(Dataset entries)
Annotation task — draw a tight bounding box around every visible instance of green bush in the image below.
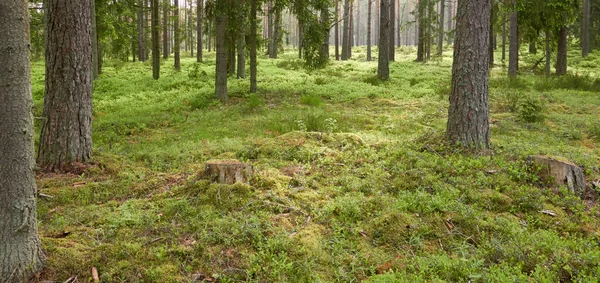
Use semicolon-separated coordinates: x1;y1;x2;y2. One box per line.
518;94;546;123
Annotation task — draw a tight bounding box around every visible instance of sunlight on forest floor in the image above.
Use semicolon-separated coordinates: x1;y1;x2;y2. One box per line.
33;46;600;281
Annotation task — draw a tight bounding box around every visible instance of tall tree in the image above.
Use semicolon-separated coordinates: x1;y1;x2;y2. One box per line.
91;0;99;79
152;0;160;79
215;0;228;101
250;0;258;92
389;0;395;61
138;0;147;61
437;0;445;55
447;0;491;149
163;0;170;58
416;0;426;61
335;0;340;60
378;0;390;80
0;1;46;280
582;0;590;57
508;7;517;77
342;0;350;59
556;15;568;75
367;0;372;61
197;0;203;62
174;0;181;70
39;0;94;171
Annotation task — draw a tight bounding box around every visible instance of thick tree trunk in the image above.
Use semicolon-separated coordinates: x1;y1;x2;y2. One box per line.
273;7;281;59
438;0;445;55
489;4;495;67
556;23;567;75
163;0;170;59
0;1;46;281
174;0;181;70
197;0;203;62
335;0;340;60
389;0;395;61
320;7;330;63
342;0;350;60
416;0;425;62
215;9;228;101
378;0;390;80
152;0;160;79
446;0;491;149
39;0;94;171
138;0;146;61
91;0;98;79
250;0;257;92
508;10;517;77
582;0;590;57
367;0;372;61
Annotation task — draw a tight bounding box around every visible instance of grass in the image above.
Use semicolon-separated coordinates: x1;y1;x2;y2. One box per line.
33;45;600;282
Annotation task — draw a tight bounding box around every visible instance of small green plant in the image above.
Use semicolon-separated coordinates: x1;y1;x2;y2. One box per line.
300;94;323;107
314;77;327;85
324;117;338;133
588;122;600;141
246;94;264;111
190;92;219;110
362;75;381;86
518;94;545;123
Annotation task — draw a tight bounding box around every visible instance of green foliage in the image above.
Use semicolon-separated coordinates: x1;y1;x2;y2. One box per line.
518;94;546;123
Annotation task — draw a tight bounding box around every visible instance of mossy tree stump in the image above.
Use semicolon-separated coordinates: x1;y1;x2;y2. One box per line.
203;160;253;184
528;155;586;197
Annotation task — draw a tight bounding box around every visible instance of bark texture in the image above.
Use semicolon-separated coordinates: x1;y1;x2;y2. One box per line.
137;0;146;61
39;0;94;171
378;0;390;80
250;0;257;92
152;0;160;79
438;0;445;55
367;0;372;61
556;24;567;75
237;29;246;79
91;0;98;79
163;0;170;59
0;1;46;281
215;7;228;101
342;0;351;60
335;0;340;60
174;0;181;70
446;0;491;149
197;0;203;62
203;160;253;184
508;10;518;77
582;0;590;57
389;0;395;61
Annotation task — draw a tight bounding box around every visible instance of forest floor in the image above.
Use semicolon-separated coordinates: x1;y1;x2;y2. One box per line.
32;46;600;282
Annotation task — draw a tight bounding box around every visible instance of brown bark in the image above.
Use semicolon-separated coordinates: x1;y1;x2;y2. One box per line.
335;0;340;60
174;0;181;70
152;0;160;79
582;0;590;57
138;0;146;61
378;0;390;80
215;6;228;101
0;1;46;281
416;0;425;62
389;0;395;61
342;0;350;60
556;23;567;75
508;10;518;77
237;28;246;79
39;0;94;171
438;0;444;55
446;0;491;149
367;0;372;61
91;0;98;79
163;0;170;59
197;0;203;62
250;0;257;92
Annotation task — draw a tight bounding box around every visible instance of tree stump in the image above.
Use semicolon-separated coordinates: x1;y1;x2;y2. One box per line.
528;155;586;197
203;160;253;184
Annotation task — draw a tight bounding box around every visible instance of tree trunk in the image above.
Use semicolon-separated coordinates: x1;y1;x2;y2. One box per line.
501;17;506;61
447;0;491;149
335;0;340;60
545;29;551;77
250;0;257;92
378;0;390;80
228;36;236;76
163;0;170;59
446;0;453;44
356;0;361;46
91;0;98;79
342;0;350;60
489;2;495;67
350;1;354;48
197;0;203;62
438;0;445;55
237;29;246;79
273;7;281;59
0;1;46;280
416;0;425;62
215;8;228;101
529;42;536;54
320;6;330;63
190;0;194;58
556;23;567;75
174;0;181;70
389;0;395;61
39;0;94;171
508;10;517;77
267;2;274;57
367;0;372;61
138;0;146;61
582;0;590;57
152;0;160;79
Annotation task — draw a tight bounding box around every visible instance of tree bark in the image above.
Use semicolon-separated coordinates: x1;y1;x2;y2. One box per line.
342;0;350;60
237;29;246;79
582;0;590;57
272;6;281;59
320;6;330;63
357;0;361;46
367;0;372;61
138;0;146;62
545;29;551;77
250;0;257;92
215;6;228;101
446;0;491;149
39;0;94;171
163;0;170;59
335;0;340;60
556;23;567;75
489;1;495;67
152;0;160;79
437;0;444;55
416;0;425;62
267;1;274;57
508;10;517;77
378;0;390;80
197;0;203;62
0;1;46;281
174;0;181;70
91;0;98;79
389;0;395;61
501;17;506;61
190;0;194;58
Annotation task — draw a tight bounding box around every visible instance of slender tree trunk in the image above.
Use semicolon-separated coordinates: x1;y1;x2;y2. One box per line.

### TASK STATEMENT:
Using the entries above, return each line that includes the word "trunk".

### SOLUTION TO THIS PROBLEM:
Annotation task — draw a tight bounding box around every visible instance of thick tree trunk in the image above.
Annotation task — draw a tight bounding box around every visible instance of tree trunk in the image above.
Annotation task — draw a tight bounding box around every visible instance of slender tree trunk in the image above.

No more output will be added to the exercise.